*INFORMATION GIVEN*:
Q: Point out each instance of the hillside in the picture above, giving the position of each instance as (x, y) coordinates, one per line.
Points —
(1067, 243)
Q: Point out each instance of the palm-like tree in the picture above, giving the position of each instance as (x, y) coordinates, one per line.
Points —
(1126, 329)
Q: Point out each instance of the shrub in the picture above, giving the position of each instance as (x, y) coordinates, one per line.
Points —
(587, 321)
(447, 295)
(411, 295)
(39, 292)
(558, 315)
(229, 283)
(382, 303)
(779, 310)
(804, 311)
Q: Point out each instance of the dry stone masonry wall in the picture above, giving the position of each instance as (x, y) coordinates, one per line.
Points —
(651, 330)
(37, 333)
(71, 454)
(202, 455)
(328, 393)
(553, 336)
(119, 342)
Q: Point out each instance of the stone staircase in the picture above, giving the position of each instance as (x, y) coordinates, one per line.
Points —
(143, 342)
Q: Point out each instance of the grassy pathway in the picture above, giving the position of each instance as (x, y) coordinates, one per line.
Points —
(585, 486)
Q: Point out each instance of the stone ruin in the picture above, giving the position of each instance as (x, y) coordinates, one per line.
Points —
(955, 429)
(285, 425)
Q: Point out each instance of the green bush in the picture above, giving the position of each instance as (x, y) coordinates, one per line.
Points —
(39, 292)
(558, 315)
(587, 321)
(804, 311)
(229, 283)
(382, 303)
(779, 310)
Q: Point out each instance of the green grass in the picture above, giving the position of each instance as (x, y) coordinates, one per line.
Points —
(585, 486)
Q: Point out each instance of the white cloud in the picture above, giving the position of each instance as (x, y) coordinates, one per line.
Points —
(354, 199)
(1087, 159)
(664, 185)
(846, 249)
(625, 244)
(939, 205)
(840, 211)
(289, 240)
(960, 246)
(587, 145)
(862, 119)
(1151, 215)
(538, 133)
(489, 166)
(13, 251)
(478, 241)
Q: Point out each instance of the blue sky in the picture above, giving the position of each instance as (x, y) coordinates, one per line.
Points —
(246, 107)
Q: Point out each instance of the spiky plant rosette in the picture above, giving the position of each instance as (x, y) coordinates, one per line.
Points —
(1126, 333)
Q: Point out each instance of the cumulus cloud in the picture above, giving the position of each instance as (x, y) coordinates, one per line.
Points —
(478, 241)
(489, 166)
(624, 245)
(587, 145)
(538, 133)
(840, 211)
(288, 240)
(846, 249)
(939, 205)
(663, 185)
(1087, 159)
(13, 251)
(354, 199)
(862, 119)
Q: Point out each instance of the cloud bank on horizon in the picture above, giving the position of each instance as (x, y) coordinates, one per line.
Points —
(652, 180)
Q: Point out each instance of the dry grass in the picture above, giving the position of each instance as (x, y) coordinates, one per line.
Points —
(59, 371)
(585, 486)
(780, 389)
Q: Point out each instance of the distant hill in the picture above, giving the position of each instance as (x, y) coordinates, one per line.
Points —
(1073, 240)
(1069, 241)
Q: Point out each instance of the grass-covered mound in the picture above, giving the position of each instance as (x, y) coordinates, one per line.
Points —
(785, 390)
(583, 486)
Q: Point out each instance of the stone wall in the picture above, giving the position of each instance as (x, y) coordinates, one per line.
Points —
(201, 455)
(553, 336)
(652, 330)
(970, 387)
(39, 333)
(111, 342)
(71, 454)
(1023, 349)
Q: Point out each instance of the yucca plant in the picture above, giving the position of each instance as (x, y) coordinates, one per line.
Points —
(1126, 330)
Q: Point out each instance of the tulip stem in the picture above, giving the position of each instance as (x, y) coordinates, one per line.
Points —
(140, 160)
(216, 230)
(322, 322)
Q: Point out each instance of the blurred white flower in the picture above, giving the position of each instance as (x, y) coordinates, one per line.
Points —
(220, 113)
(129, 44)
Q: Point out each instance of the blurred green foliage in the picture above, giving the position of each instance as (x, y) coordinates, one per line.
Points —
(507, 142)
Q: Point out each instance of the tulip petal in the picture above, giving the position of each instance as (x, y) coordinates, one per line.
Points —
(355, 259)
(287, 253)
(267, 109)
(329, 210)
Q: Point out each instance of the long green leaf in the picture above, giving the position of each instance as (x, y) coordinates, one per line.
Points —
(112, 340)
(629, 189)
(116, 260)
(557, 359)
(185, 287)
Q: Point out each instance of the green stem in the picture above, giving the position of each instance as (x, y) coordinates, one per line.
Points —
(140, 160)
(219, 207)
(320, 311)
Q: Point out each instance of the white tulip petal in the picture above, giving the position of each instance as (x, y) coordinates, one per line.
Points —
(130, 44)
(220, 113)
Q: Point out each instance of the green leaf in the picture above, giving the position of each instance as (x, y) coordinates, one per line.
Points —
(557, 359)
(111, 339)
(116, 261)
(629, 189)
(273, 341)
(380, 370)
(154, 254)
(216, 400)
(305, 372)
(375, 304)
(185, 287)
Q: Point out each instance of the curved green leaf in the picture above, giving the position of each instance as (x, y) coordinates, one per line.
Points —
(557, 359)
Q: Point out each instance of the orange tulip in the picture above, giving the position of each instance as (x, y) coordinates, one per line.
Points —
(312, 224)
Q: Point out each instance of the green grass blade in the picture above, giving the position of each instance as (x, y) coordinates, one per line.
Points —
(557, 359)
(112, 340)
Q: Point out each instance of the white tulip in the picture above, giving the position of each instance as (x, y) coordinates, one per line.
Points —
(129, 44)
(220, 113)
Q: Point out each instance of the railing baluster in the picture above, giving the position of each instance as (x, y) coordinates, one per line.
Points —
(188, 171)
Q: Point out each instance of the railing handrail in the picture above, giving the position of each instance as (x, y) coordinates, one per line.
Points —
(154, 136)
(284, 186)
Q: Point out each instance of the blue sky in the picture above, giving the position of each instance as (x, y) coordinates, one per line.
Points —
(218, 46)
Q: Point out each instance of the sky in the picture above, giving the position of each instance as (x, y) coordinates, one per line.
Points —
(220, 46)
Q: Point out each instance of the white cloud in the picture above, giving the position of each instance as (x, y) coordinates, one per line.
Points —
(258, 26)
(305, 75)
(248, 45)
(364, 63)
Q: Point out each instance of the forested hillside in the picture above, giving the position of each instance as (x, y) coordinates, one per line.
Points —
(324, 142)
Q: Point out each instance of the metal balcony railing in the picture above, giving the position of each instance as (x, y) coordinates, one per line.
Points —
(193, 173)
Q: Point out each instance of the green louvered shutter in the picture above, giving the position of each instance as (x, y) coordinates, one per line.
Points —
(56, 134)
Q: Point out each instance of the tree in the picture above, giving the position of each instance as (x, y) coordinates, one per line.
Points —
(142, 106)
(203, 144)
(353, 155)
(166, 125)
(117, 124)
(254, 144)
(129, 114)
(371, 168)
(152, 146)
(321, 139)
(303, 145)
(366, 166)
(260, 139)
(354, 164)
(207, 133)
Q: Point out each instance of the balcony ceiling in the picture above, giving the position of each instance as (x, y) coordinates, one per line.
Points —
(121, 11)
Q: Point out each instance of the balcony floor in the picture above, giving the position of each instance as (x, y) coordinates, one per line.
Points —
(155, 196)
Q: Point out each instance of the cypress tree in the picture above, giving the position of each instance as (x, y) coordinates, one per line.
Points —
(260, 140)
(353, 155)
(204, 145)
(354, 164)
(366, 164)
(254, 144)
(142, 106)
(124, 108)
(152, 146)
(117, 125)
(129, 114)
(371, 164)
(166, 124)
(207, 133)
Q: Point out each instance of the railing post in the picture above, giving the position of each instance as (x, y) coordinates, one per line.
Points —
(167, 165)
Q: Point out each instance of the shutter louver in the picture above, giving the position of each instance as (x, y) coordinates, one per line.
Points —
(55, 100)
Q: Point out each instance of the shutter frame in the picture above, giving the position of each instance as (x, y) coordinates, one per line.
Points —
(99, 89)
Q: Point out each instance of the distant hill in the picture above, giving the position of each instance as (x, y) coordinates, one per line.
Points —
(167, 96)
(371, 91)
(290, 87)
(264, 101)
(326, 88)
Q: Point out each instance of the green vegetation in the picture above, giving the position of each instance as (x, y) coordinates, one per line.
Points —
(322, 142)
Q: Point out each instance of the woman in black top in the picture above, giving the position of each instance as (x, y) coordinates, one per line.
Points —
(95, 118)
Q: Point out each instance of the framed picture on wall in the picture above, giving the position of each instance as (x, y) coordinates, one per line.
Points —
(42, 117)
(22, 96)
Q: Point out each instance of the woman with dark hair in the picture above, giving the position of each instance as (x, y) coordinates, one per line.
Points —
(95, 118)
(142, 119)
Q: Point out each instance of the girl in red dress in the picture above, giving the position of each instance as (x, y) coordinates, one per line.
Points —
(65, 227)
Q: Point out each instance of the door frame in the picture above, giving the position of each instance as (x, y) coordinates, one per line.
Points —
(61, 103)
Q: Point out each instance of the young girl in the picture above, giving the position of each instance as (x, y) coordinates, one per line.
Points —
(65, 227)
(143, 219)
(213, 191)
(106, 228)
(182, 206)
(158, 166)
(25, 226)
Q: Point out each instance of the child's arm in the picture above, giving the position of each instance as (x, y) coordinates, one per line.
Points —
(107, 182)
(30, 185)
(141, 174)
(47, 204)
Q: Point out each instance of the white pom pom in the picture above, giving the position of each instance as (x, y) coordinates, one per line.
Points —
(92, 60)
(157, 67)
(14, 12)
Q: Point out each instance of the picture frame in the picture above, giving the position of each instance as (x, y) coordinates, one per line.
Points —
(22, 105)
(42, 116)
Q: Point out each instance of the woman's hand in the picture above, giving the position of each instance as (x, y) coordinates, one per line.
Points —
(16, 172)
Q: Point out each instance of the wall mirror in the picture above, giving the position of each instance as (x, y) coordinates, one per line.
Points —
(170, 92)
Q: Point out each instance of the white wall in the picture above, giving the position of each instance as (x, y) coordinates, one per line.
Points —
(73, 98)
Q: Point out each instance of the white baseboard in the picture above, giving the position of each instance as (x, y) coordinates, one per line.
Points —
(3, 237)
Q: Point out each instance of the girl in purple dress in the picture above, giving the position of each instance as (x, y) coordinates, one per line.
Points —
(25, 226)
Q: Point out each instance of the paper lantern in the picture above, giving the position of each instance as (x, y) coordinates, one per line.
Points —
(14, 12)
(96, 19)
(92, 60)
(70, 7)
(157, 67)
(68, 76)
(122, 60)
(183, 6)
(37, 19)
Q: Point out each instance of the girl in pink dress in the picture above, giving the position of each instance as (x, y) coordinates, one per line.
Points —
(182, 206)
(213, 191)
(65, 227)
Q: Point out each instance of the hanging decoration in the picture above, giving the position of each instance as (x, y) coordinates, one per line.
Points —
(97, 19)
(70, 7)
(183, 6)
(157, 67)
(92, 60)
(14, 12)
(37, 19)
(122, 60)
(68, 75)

*WHAT THE TASK ASKS*: Reproduce every line from the entries that holds the word "hillside".

*REPLY*:
Q: Point out each instance of the hillside in the picture above, giving the position of each instance as (x, y) coordinates, one per line.
Q: Point out each instance of the forested hillside in the picture above, giving the position of each instance as (x, y) coordinates, one per line.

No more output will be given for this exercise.